Description of the task: Please rewrite every line of the data, starting with the line with "point: the background woods in this photo" and going on through the end of the data, and increase each number in the coordinates by 133. Leave the pictures out of your answer.

--*--

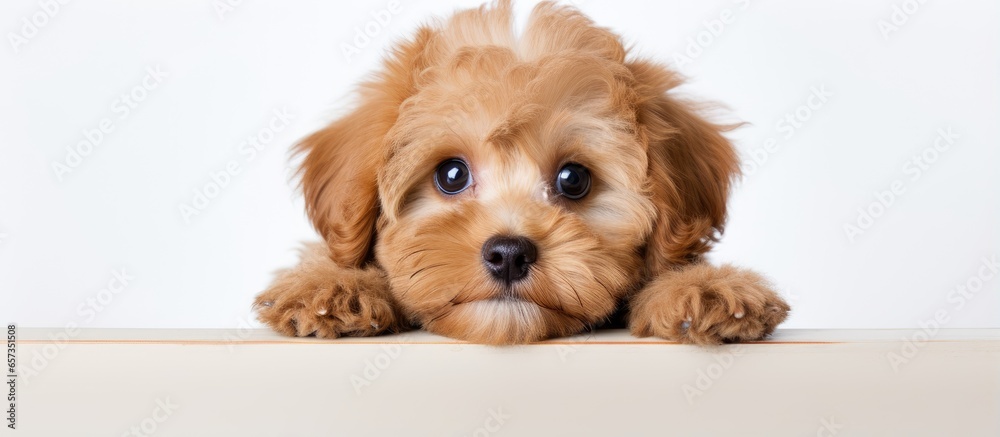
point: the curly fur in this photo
(397, 253)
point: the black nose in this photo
(509, 258)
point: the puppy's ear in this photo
(342, 160)
(691, 167)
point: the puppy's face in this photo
(514, 199)
(507, 185)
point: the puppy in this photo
(502, 188)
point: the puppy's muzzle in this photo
(509, 258)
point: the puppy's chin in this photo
(503, 322)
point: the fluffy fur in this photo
(398, 254)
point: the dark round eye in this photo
(573, 181)
(452, 176)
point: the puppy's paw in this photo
(703, 304)
(322, 299)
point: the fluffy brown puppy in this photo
(502, 188)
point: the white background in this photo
(229, 70)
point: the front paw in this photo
(328, 303)
(703, 304)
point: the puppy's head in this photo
(517, 187)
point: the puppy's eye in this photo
(452, 176)
(573, 181)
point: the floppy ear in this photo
(691, 166)
(341, 161)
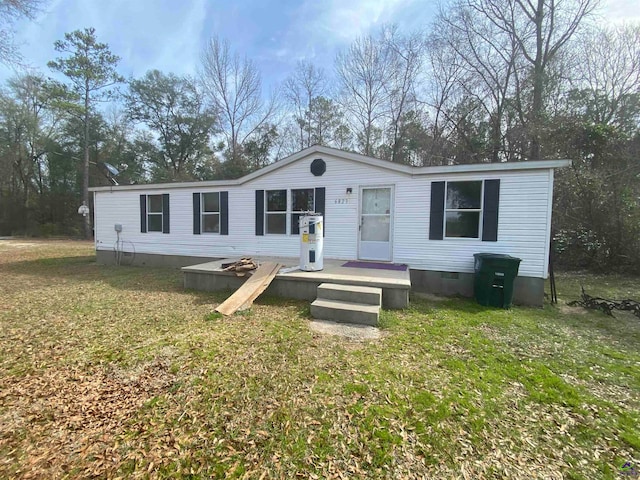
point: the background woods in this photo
(488, 81)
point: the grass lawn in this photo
(118, 372)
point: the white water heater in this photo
(311, 242)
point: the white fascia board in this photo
(493, 167)
(355, 157)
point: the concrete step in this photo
(345, 312)
(350, 293)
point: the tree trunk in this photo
(538, 86)
(85, 169)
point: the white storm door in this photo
(376, 218)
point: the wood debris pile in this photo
(605, 305)
(241, 267)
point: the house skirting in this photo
(527, 290)
(108, 257)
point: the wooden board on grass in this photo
(251, 289)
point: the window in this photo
(211, 212)
(276, 211)
(463, 209)
(154, 213)
(302, 200)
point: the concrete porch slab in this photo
(300, 285)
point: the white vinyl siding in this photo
(523, 225)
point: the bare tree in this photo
(300, 89)
(10, 12)
(540, 28)
(91, 69)
(608, 70)
(234, 88)
(405, 55)
(487, 60)
(362, 70)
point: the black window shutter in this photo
(165, 213)
(224, 213)
(436, 216)
(490, 210)
(320, 207)
(196, 214)
(295, 225)
(259, 212)
(143, 214)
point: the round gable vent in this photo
(318, 167)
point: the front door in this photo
(376, 218)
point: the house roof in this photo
(355, 157)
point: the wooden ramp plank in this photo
(251, 289)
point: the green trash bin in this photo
(494, 277)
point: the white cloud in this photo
(620, 11)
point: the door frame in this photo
(392, 209)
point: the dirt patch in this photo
(429, 296)
(72, 416)
(568, 310)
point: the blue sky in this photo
(169, 34)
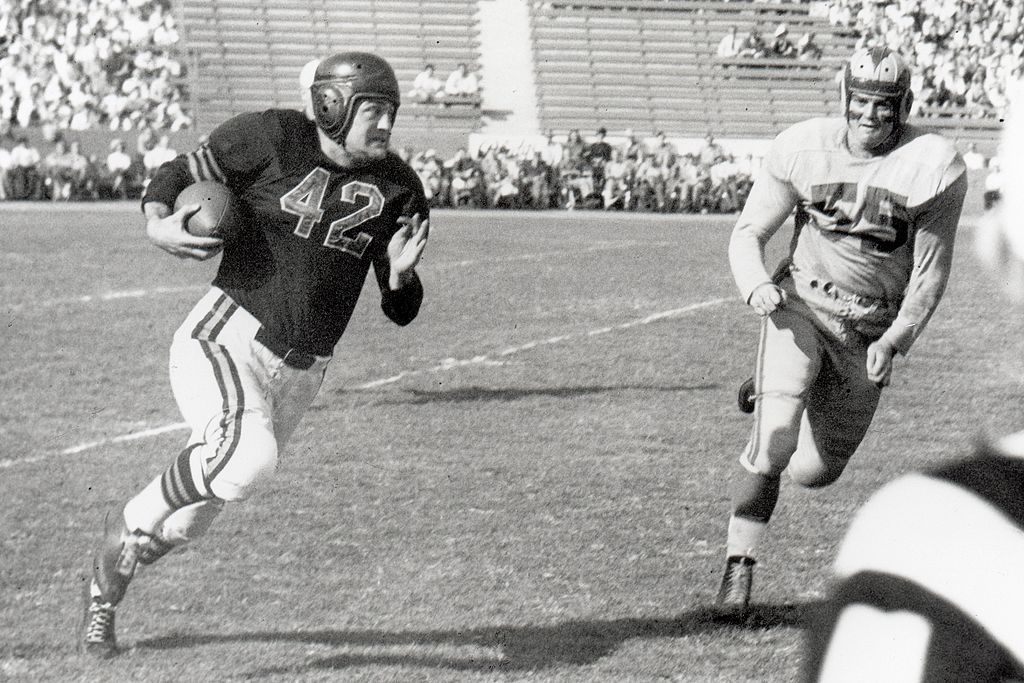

--*--

Solution to this exercise:
point: the background woods in this photo
(621, 214)
point: the grass lawn in this photo
(251, 505)
point: the white water heater in this photo
(444, 375)
point: the white fascia board in this photo
(626, 300)
(488, 290)
point: the concrete step in this photo
(478, 445)
(483, 426)
point: the tree trunk in this photo
(671, 219)
(218, 302)
point: the white storm door in this photo
(509, 351)
point: the wood debris pile in this photo
(738, 438)
(374, 400)
point: the house skirting in this photo
(660, 423)
(241, 390)
point: the wooden board on grass in this photo
(384, 422)
point: the window in this photo
(344, 345)
(409, 344)
(596, 342)
(287, 346)
(435, 333)
point: the concrete porch slab in this photo
(433, 418)
point: the white vinyl siding in this photo
(656, 358)
point: the bare tree in this photo
(433, 222)
(143, 145)
(673, 161)
(224, 202)
(741, 203)
(367, 221)
(538, 188)
(620, 193)
(495, 203)
point: the black window shutter in this photo
(298, 346)
(357, 346)
(569, 349)
(623, 343)
(453, 340)
(329, 347)
(428, 358)
(392, 345)
(276, 347)
point: the round gable vent in this photo
(451, 300)
point: the front door in this photo
(509, 351)
point: the house roof in this photo
(488, 290)
point: the wooden ramp plank in this photo
(384, 422)
point: the green trash bin in this photo
(627, 410)
point: the white cloud in this photo
(753, 144)
point: the door frame in this photo
(525, 342)
point: the dirt patch in this photo
(562, 429)
(205, 549)
(701, 443)
point: the blue sky in this photo
(302, 167)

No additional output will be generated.